We conclude that variation in DAF itself is unlikely to have a major effect in T1D in these populations. Analysis of an extended region, surrounding the DAF region analysed in this study, showed a cluster of several other genes involved in the complement system, including C4b binding protein (C4bp) and membrane cofactor protein (MCP), both known regulators of complement activation (RCA) genes[11, 37, 38]. C4bp and MCP restrict complement activation by inhibiting the formation of C3 convertases in the classical pathways like DAF, suggesting that they modulate each other in direct and indirect ways. To clarify the relation of autoimmune disease and complement system, including DAF, further genetic association studies and functional studies on RCA genes are needed. The set of tag SNPs and the LD map for the DAF region will be useful for such further studies.

Methods

Subjects

The resequencing panel consisted of 32 CEPH individuals; Utah residents with ancestry from Northern and Western Europe collected in 1980 by the Centre d'Etude du Polymorphisme Humain (CEPH).

The 3,523 cases were recruited as part of the Juvenile Diabetes Research Foundation/Wellcome Trust Diabetes and Inflammation Laboratory's United Kingdom Genetic Resource Investigating Diabetes (U.K. GRID) study, which is a joint project between the University of Cambridge Department of Paediatrics and the Department of Medical Genetics at the Cambridge Institute for Medical Research. Most cases were < 16 years of age at the time off collection, all resided in Great Britain, and all were of European descent (self-reported). The 3,817 control samples were obtained from the 1958 British Birth Cohort (1958 BBC), an ongoing follow-up of all person born in Great Britain during one week in 1958 (National Child Development Study)[39]. All cases and control were of white ethnicity.

### What you will do
A. According to the excerpt on DAF and type 1 diabetes, where did the 3,817 control samples come from?
B. Reproduce word for word everything in the excerpt on DAF and type 1 diabetes from "The resequencing panel" down to "Polymorphisme Humain (CEPH).".
You can set the lines aside; nothing here depends on them.

### Data segment
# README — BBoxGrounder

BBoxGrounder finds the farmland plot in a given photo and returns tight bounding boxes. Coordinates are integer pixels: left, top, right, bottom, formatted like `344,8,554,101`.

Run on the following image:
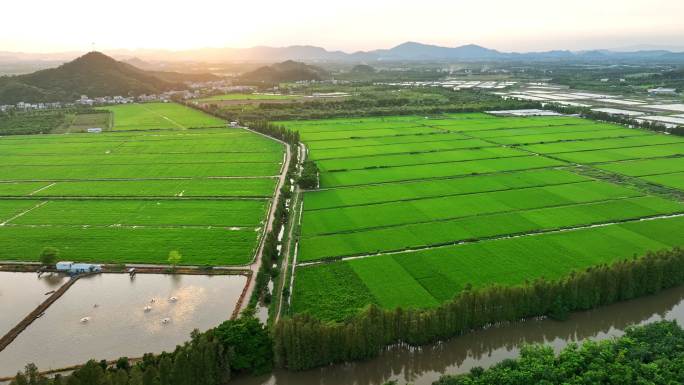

### Numbered responses
A. They came from the 1958 British Birth Cohort (1958 BBC).

B.
The resequencing panel consisted of 32 CEPH individuals; Utah residents with ancestry from Northern and Western Europe collected in 1980 by the Centre d'Etude du Polymorphisme Humain (CEPH).